→ Task to carry out
Copy out each line containing "house" from the entries below.

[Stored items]
+---+

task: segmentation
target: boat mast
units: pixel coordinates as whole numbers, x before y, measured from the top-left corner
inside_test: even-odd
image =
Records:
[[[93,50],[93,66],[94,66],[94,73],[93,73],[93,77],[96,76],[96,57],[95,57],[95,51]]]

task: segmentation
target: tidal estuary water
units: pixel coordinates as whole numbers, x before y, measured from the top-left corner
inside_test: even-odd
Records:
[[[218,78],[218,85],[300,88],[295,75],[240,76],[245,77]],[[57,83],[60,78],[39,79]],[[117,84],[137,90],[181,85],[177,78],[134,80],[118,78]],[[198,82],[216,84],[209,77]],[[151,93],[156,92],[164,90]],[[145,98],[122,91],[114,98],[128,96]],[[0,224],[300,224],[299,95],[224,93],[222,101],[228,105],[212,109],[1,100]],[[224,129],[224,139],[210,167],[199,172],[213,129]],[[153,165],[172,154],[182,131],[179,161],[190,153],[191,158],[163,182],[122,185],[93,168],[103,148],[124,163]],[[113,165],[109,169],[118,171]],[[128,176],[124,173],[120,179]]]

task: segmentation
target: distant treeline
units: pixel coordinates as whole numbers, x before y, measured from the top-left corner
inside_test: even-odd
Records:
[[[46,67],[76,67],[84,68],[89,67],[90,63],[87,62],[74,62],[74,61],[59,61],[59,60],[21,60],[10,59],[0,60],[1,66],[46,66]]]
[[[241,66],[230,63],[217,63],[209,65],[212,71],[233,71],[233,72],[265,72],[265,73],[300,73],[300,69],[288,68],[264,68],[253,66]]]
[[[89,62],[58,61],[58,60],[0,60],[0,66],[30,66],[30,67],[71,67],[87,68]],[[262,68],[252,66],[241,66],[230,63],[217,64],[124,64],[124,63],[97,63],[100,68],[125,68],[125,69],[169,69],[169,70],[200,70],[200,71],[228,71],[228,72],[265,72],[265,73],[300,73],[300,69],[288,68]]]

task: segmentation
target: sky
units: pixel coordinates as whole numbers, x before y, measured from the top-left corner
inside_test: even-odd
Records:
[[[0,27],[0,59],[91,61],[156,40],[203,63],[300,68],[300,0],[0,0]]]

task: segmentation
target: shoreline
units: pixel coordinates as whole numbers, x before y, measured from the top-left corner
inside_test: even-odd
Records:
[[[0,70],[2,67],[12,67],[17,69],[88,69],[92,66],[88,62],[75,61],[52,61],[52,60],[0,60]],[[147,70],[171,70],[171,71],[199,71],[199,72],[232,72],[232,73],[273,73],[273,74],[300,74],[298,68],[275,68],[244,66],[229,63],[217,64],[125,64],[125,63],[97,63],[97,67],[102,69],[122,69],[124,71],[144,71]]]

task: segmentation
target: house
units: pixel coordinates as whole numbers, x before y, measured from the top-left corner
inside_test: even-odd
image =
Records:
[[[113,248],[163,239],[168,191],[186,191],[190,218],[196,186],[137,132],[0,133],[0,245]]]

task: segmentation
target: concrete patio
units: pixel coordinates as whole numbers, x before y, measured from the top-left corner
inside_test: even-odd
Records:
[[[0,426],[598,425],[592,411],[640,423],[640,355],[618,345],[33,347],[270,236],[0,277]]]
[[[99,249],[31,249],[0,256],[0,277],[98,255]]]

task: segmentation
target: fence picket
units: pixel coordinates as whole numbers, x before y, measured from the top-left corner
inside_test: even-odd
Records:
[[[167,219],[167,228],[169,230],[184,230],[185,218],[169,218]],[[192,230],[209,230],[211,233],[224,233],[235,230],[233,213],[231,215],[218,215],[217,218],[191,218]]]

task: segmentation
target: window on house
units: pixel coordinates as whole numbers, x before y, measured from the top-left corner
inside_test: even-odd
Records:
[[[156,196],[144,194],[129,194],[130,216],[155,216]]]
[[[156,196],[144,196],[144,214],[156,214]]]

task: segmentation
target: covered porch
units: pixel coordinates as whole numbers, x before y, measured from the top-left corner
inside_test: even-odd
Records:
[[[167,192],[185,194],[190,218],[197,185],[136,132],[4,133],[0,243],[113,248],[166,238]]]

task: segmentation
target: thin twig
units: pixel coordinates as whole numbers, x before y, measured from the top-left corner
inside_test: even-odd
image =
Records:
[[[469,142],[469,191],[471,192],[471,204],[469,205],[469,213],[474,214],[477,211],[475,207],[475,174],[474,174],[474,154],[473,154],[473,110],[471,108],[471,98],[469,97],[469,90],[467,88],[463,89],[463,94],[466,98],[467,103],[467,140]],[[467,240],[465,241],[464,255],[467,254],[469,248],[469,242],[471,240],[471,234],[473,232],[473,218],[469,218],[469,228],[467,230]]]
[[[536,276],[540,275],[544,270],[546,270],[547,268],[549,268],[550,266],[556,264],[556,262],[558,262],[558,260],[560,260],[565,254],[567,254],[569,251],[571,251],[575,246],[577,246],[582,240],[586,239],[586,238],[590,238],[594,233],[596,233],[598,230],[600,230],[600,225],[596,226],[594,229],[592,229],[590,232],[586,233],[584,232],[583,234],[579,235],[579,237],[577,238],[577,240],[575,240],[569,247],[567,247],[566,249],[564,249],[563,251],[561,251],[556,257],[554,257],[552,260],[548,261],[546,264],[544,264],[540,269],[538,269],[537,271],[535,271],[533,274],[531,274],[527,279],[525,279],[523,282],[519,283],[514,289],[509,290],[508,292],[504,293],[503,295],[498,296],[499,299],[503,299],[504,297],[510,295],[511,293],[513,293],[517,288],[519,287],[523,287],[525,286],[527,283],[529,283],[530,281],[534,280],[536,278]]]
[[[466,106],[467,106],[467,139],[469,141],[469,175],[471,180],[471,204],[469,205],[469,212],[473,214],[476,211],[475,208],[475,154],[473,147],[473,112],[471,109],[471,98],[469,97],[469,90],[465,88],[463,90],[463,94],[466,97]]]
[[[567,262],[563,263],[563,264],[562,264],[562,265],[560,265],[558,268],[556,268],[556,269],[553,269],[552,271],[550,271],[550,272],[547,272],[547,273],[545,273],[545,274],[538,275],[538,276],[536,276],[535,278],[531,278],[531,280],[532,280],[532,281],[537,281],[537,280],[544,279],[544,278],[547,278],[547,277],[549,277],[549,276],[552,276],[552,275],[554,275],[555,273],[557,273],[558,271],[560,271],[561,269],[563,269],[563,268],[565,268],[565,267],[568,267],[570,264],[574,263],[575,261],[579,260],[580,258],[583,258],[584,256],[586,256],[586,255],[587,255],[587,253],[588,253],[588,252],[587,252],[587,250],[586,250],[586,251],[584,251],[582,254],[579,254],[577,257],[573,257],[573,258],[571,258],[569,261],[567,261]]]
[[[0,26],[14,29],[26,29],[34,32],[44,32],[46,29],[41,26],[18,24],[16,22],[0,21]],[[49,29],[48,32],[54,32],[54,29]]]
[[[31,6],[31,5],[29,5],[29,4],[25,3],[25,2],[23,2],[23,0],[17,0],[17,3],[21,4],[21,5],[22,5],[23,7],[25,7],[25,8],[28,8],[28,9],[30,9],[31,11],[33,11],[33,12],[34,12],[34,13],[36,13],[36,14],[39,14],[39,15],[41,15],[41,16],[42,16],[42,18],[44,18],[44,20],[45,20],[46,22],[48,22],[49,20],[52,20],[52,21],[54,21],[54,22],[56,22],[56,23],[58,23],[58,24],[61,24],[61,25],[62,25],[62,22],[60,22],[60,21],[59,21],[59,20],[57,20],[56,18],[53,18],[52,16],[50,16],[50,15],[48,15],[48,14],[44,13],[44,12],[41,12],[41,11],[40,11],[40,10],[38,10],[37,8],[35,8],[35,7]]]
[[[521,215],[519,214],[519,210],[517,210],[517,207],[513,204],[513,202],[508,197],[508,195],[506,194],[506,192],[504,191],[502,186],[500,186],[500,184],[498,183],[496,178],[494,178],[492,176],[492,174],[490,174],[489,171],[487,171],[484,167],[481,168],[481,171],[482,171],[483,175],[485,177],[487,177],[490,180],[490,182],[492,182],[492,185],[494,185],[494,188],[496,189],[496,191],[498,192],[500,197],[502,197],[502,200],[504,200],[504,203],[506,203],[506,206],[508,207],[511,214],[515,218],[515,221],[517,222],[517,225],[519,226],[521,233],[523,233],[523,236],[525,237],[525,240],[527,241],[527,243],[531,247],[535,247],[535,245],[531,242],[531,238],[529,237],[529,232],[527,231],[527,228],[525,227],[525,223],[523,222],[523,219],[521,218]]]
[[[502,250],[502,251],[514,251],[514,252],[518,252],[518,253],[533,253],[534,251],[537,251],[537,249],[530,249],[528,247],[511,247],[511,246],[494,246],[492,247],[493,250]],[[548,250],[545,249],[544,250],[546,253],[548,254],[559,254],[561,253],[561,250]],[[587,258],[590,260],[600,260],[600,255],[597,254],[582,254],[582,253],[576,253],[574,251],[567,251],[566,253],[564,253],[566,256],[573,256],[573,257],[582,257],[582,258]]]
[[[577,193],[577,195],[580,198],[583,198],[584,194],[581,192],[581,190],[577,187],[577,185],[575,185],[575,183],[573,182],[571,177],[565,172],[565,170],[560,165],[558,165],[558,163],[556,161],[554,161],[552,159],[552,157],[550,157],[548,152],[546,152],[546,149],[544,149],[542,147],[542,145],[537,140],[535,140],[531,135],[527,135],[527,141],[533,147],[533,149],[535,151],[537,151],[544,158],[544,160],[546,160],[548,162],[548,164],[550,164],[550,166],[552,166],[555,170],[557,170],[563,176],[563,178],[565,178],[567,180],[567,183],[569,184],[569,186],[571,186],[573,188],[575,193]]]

+---+

→ Task answer
target: house
target: window on house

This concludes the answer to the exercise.